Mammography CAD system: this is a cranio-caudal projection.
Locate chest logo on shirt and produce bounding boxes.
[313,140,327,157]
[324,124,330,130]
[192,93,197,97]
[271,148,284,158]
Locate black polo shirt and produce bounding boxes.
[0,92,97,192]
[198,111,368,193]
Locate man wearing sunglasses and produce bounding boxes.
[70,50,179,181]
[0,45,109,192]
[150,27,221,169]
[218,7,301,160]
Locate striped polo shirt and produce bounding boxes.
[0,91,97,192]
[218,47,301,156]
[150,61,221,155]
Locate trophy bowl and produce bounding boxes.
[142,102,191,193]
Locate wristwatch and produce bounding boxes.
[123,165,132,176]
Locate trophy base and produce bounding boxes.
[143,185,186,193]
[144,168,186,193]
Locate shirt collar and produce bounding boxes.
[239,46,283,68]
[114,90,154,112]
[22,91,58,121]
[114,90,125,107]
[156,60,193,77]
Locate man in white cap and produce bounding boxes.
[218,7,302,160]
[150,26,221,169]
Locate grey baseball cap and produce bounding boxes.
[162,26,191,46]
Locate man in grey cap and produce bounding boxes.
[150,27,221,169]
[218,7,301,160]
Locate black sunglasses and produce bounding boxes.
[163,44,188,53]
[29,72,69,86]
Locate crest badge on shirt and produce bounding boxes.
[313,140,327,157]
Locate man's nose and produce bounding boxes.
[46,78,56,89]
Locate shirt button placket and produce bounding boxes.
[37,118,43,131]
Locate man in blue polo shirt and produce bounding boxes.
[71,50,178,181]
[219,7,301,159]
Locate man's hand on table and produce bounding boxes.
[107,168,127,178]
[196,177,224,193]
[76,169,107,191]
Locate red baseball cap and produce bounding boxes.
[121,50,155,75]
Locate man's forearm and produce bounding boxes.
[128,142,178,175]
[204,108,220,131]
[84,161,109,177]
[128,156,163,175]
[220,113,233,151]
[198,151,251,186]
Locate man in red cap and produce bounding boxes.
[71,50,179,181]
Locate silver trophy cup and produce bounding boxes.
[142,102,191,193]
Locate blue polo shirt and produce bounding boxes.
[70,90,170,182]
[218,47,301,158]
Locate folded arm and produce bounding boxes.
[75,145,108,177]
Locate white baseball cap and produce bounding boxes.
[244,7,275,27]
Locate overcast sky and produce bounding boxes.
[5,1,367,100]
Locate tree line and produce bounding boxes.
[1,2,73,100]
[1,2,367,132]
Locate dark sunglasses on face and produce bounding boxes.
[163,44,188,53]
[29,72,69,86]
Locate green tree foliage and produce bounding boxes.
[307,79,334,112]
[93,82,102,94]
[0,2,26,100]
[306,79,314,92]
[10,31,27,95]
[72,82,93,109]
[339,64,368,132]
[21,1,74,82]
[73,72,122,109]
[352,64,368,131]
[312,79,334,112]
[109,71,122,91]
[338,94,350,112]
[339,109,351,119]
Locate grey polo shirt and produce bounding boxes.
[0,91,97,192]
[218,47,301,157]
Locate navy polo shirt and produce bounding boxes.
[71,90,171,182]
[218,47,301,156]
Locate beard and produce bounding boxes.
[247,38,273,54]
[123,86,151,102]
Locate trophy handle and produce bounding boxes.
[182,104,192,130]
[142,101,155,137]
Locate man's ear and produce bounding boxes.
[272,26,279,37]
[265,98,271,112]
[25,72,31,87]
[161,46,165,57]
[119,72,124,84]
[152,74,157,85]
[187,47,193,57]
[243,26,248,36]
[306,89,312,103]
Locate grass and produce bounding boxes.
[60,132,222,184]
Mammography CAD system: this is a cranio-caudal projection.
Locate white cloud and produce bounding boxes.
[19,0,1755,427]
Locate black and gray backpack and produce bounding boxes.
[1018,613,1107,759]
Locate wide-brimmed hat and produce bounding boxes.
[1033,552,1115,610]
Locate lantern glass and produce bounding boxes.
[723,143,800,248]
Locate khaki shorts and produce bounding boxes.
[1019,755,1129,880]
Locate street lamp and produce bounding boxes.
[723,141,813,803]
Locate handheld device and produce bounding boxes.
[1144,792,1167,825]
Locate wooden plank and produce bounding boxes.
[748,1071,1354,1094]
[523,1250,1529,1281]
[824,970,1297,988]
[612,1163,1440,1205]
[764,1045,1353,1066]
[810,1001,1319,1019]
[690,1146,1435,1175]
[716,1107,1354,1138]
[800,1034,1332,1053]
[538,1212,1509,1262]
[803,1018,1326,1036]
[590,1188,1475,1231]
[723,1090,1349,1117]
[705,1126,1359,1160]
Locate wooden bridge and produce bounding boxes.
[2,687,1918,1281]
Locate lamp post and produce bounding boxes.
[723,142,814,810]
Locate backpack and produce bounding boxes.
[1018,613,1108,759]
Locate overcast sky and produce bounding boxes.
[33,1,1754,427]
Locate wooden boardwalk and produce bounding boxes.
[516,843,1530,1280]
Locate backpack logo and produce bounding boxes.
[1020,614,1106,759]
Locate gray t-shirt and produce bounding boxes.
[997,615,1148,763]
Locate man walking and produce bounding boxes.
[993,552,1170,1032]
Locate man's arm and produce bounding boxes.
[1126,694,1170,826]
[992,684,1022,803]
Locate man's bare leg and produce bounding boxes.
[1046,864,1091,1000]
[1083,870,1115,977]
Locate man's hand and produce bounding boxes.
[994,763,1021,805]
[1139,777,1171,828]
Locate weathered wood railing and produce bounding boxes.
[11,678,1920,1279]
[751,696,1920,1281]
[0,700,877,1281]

_ _ _

* Your assignment
Reproduce the full block of data exactly, omitting nothing.

* Solved problem
Mammography CAD system: this is a cranio-caudal projection.
Locate chest logo on shirt and produce bounding boxes.
[313,140,327,157]
[324,124,330,130]
[192,93,197,97]
[271,148,284,158]
Locate black polo shirt and produce bounding boxes.
[0,92,97,192]
[198,111,368,193]
Locate man wearing sunglasses and produce bounding boxes.
[70,50,179,181]
[0,45,109,192]
[150,27,221,169]
[218,7,301,160]
Locate striped polo shirt and produce bounding boxes.
[0,91,97,192]
[218,47,301,156]
[150,61,221,155]
Locate trophy bowl and produce bounding boxes.
[142,102,191,193]
Locate wristwatch and produce bounding boxes.
[123,165,132,176]
Locate trophy base and produce bounding boxes.
[143,185,186,193]
[144,168,186,193]
Locate shirt collar and produce bounding boxes.
[239,46,283,68]
[114,90,154,112]
[22,91,58,121]
[114,90,125,107]
[156,60,193,77]
Locate man in white cap and produce bounding boxes.
[218,7,302,160]
[150,26,221,169]
Locate grey baseball cap and produce bounding boxes.
[162,26,191,46]
Locate man in grey cap and produce bounding boxes.
[150,27,221,169]
[218,7,301,160]
Locate black sunglasses and produce bounding boxes.
[163,44,188,53]
[29,72,69,86]
Locate crest badge on shirt and produce bounding boxes.
[313,140,327,157]
Locate man's nose and produce bounding boxes.
[46,78,56,89]
Locate shirt button placket and produce bounding boxes.
[37,118,43,131]
Locate man in blue polo shirt and produce bounding boxes.
[71,50,178,181]
[219,7,301,159]
Locate man's hand on table and produce bounding boxes.
[107,168,127,178]
[196,177,224,193]
[76,169,107,191]
Locate red baseball cap and produce bounding boxes.
[121,50,155,75]
Locate man's forearm and produce bounding boxes.
[128,142,178,175]
[204,108,220,131]
[84,161,109,177]
[128,156,163,175]
[220,113,233,151]
[198,151,251,186]
Locate man in red cap and produce bounding boxes.
[71,50,179,181]
Locate silver trophy cup and produce bounding boxes.
[142,102,191,193]
Locate blue polo shirt and produce bounding boxes.
[70,90,170,182]
[218,47,301,158]
Locate folded arm and produce bounding boxes.
[75,145,108,177]
Locate white baseball cap and produce bounding boxes.
[244,7,275,27]
Locate overcast sky and produce bounding boxes.
[5,1,367,100]
Locate tree line and produce bounding boxes.
[1,2,73,100]
[1,2,367,132]
Locate dark sunglasses on face and produce bounding boxes.
[163,44,188,53]
[29,72,69,86]
Locate green tree foliage and produce bounding boxes.
[307,79,334,112]
[93,82,102,94]
[0,2,26,100]
[306,79,314,92]
[10,31,27,95]
[72,82,93,109]
[339,64,368,132]
[21,1,74,82]
[73,72,122,109]
[352,64,368,131]
[312,79,334,112]
[109,71,122,91]
[338,94,350,112]
[339,109,351,119]
Locate grey polo shirt and produce bounding boxes.
[0,91,97,192]
[218,47,301,157]
Locate navy polo shirt and produce bounding boxes.
[71,90,171,182]
[218,47,301,156]
Locate beard and produce bounding boxes.
[247,38,273,54]
[123,86,151,102]
Locate trophy handle and produce bounding boxes.
[182,104,192,130]
[142,101,155,137]
Locate man's ear and produce bounding boxes.
[272,26,279,37]
[265,98,271,112]
[25,72,31,87]
[161,46,165,57]
[119,72,124,84]
[152,74,157,85]
[187,47,193,57]
[243,26,248,36]
[306,89,312,103]
Locate grass and produce bounding boxes.
[60,132,222,184]
Mammography CAD system: this is a cranio-caudal projection.
Locate white cloud and produce bounding boxes.
[19,0,1755,427]
Locate black and gray backpack and produce bounding boxes.
[1018,613,1107,759]
Locate wide-brimmed hat and produce bounding boxes.
[1033,552,1115,610]
Locate lantern glass and produce bounding boxes.
[723,143,800,248]
Locate khaki shorts and produce bounding boxes.
[1019,755,1129,880]
Locate street lamp and produce bounding boxes.
[723,141,813,803]
Locate handheld device and produce bounding boxes.
[1144,792,1167,825]
Locate wooden plank and produce bounding boxes.
[748,1071,1354,1094]
[523,1250,1529,1281]
[824,970,1297,988]
[612,1163,1440,1205]
[764,1045,1353,1066]
[810,1001,1319,1019]
[690,1146,1435,1175]
[716,1107,1354,1138]
[800,1034,1332,1053]
[538,1212,1509,1262]
[803,1018,1326,1036]
[590,1188,1475,1231]
[723,1090,1349,1117]
[705,1126,1359,1160]
Locate wooden bridge and produce bounding boxes.
[2,687,1918,1281]
Locate lamp post and produce bounding boxes.
[723,142,814,810]
Locate backpack and produce bounding boxes.
[1018,613,1108,759]
Locate overcast sky and produce bounding boxes.
[33,1,1754,427]
Locate wooden boardwalk and produce bounding boxes.
[516,843,1530,1280]
Locate backpack logo and produce bounding boxes.
[1020,614,1106,759]
Locate gray t-shirt and produce bounding boxes.
[997,615,1148,763]
Locate man walking and produce bounding boxes.
[993,552,1170,1032]
Locate man's arm and produce bounding boxes.
[1126,694,1170,826]
[992,684,1022,803]
Locate man's bare leg and produce bounding boxes.
[1046,864,1091,1000]
[1083,870,1115,977]
Locate man's hand and produce bounding boxes.
[994,763,1021,805]
[1139,777,1171,828]
Locate weathered wood railing and produce bounding boxes.
[11,678,1920,1279]
[751,696,1920,1281]
[0,700,877,1281]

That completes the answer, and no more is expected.